>>

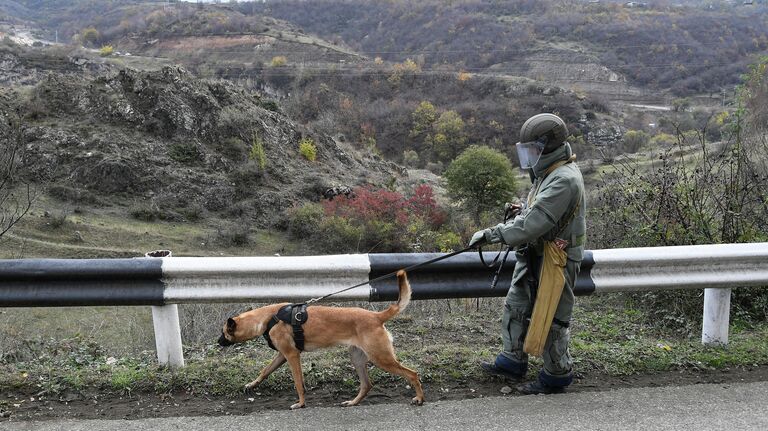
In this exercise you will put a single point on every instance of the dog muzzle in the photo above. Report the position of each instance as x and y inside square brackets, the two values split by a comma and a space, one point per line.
[224, 342]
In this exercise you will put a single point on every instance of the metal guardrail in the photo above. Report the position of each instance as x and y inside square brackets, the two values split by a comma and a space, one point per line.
[166, 281]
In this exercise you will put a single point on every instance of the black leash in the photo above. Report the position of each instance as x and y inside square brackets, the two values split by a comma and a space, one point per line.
[412, 267]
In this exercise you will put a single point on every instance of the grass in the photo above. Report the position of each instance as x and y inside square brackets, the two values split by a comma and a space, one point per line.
[111, 232]
[444, 347]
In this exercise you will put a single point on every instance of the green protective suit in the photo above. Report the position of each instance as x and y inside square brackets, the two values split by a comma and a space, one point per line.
[549, 215]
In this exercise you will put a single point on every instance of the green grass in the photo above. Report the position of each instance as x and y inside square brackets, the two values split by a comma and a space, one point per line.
[112, 232]
[444, 347]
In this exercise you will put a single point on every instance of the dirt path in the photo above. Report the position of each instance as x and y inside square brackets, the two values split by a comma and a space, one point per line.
[24, 406]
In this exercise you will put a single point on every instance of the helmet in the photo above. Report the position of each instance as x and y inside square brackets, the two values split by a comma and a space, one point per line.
[548, 129]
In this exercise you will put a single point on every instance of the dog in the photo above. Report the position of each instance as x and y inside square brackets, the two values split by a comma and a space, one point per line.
[362, 330]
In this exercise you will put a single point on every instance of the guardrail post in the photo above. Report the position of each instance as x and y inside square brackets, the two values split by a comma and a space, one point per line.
[165, 319]
[717, 310]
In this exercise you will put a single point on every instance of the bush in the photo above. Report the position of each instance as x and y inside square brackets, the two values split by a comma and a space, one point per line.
[246, 178]
[235, 234]
[232, 148]
[304, 221]
[278, 61]
[481, 179]
[257, 153]
[184, 152]
[410, 158]
[269, 105]
[307, 149]
[372, 219]
[634, 140]
[663, 140]
[106, 51]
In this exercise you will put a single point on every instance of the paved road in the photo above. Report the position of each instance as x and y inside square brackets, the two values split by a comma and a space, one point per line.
[740, 406]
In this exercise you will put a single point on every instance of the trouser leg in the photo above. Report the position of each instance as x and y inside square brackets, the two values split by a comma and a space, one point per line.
[514, 326]
[558, 364]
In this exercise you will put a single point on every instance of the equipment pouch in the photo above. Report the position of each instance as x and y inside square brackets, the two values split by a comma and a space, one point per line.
[550, 288]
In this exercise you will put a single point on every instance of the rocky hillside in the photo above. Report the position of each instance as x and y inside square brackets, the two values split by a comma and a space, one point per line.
[171, 146]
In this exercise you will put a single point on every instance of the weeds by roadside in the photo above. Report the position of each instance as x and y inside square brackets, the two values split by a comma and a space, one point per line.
[445, 347]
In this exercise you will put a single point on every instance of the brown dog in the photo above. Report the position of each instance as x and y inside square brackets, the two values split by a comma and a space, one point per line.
[362, 330]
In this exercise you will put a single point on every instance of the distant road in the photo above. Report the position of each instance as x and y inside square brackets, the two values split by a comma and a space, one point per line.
[740, 406]
[652, 107]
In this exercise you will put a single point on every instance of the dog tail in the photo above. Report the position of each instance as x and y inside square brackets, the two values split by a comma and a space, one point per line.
[402, 301]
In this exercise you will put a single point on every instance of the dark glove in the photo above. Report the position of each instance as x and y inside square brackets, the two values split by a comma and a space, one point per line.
[478, 239]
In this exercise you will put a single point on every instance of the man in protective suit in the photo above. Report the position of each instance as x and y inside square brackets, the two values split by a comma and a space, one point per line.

<<

## REQUIRED TASK
Return the full material word for word. Do not include the pictures.

## RESULT OF THE TASK
In this exercise you will put a single point on every instance of the dog muzzle in the photo above. Report the position of each instance as x and y inside square brackets, the two values split by a comma and a space, one point per line.
[224, 342]
In this exercise you will put a single point on every instance of the metal guardrail in the photo above. Report the position of each instance as x and y inside square brackets, the two values split by a comma and a space, one point per line.
[166, 281]
In this exercise you will put a single point on every instance of the black leash in the photo above. Report the position of each instance as x and y inside square brackets, the two values split by a comma and a space, one point per line.
[412, 267]
In this exercise you will put a single point on every instance of the grass in the photo above. Report the position of each instance as x and y inside square brackets, the two values split by a comma and a space, one point per line.
[111, 232]
[444, 347]
In this exercise you will put a single point on every instance of the green protective suit in the photo above. Report the position of each instance as x and y inside square brackets, the two values split by a comma and a space, one point per line.
[549, 215]
In this exercise you will put a single point on every instance of the green grass in the photo above. Report the position of each instance as x and y inside square brackets, the two values split by a comma and a space, one point per line.
[112, 232]
[444, 347]
In this exercise you will put a single point on every instance of the dirt path in the photo above. Report the position of each instance as x and y inside square brackets, the two values split by a comma and a space, one point per line.
[24, 406]
In this exercise you will put a single point on every instance of the helmet in the photo above. Report the position of each instance as x and y inside square brackets, the two values split by a comma and a space, one point per line.
[548, 129]
In this exercise you will put a single point on every instance of the dog in the photo above. Report the position of each instance as x and y inside square brackets, the two values split by a comma and a space, one point per line.
[362, 330]
In this exercise you will put a single point on every instance of the guardrail post in the photo above. Report the position of each instance as x and y inside square brackets, the two values split by a comma and a space, one point per line.
[165, 319]
[717, 310]
In this exercise you will put a single point on every instance of the bush in the photo above. Report the position of each instance as x and y inside square brackets, the two values split by a comma and a space, one point per line.
[246, 178]
[235, 234]
[232, 148]
[304, 221]
[278, 61]
[481, 179]
[257, 153]
[184, 152]
[410, 158]
[269, 105]
[307, 149]
[372, 219]
[634, 140]
[663, 140]
[106, 51]
In this exercise you will put a single point on every instance of the paved road in the photo above. Report the position of each instance as x and y inside square brackets, the two values split by a comma and a space, one point per line.
[740, 406]
In this exercise you will put a single point on every instance of the trouser leg in the photo above. Report the position of each instance as x and y inside square brackets, the two values split by a comma and a space, one point per line.
[514, 326]
[558, 364]
In this exercise you will put a single point on every instance of the equipment pouch in the photo above. Report the position of each instance as x and y inside square brackets, the two values split by a comma and a space, one point per line.
[550, 288]
In this exercise you will put a single point on every instance of the rocky hillside in the photo above. Report the position of each instance as x and y inside square brackets, the two values split by a comma and a space, one point per line.
[171, 146]
In this exercise you will put a single point on every instance of the weeds by roadside in the photo above. Report the position of each instance as x and y inside square brackets, the two values split by a comma and a space, one point per line.
[445, 347]
In this exercise you will put a single point on every instance of the brown dog in the photo above. Report the position of each instance as x and y inside square brackets, the two values split by a comma and a space, one point per line.
[362, 330]
In this exercise you will put a single point on every instance of the distant road in the photo above. Report the position of each instance as x and y inside square brackets, the two values split by a comma and a space, one point per line.
[740, 406]
[652, 107]
In this exercise you will put a single point on every instance of the dog tail in the photo above. Report the position of each instance as x and y inside square brackets, the two values split by a comma and a space, one point per line.
[402, 301]
In this exercise you will put a single point on every instance of the dark glove in the photo above. Report the position of each instance as x and y inside square brackets, the two values split by a comma and a space, one point per line.
[478, 239]
In this exercise you will put a single point on every instance of the man in protective suit in the photo above. Report the position of each instance as x and y inside square brackets, the two values split by a comma and a space, one point per line.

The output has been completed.